-- Start of Selection --

Compared with the other leatherstocking novels, Cooper’s The Last of the Mohicans is the most complex and dramatic. It’s complexity and dramatic powers come from the ambiguities of the Frontier itself. Similar to Captain Smith’s vision of nature, The Last of the Mohicans represents the Frontier as the scene of constant struggle. His characters are more characterized by action than reflection. In Cooper’s fictions, action and struggle very often degenerate into violence and absurd tragedy. This representation of the Frontier shows an understanding of American history in general as an ambiguous and complex process in which the people struggling to possess and keep the land are subjected to natural and historical forces they can not control: Nature is seen as bigger than man in tragic view. Indeed, The Last of the Mohicans often describes scenes of a devastated Nature, scenes that powerfully suggest the theme of what America has lost, the grace of primitive natural beauty. Nature is humanized: we can’t remain indifferent. Along with the poetry of its natural scenes, The Last of the Mohicans also reflects Cooper’s sense of realism. Indeed, judged by the standards of his time, his wilderness fiction as the whole follows very closely the best sources of Indian studies that existed in the early 19th century. Moreover, Cooper met and spoke with the most important Indian chiefs of this period. He overall pictured that general picture we get in his narratives: the tragic, dramatic and ambiguous change. Even his most courageous and energetic characters find themselves incapable of facing the forces of Nature and History. According to Cooper, the phenomenon of settlement is the ideal metaphoric expression of the tragedy of American civilization. But, in Cooper’s narrative vision, the Frontier is also an image of the sense of opportunity that comes from with change. In this description of the process of settlement, Cooper describes with eloquence the hopes and aspirations of the pioneers and simultaneously the Indians’ feeling of loss and displacement.

-- End of Selection --

> _What is needed_
Answer these questions from the passage on The Last of the Mohicans:
1. Whose vision of nature does the passage say the novel's picture of the Frontier resembles?
2. Whom did Cooper meet and speak with, according to the passage?
3. What does the passage say Cooper regarded as the ideal metaphoric expression of the tragedy of American civilization?
The items that follow have no connection to the passage.

-- Start of Provided data --

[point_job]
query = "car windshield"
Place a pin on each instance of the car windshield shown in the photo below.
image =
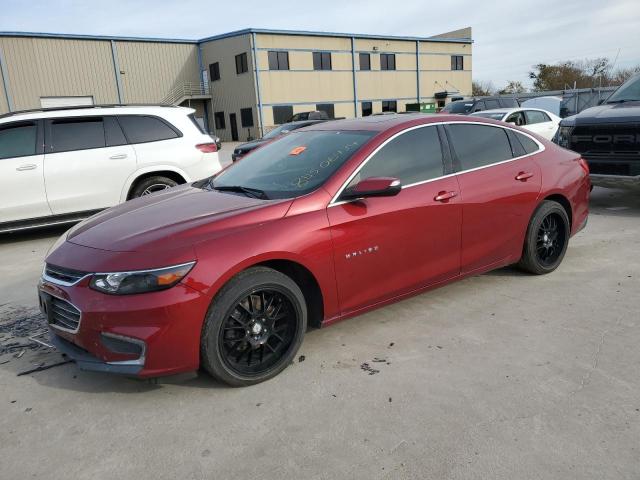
(492, 115)
(628, 92)
(458, 107)
(282, 129)
(293, 165)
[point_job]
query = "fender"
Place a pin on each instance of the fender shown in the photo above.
(150, 169)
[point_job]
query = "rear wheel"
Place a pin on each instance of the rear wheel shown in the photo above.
(151, 185)
(254, 327)
(547, 239)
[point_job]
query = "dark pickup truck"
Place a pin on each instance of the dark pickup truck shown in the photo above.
(608, 137)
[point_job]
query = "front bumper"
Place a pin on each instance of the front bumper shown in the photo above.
(165, 326)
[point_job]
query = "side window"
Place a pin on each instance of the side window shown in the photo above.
(76, 133)
(113, 133)
(479, 145)
(529, 145)
(534, 116)
(412, 157)
(18, 139)
(142, 129)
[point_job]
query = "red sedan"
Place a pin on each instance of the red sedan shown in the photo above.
(323, 224)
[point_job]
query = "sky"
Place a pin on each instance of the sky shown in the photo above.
(509, 36)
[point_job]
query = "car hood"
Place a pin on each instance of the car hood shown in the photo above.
(180, 216)
(606, 113)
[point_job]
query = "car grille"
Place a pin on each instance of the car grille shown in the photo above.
(63, 315)
(61, 275)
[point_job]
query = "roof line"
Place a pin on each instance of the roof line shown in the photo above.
(235, 33)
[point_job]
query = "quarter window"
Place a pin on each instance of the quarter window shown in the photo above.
(479, 145)
(412, 157)
(278, 60)
(241, 63)
(18, 139)
(76, 134)
(322, 60)
(365, 61)
(219, 120)
(534, 116)
(143, 129)
(387, 61)
(282, 114)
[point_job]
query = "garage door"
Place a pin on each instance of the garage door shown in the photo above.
(57, 102)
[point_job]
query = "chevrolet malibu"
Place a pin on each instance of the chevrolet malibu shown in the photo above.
(326, 223)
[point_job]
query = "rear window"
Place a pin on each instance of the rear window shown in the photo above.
(479, 145)
(142, 129)
(18, 139)
(68, 134)
(295, 164)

-- End of Provided data --

> _Output for this task_
1. Captain Smith's vision of nature.
2. The most important Indian chiefs of his period.
3. The phenomenon of settlement.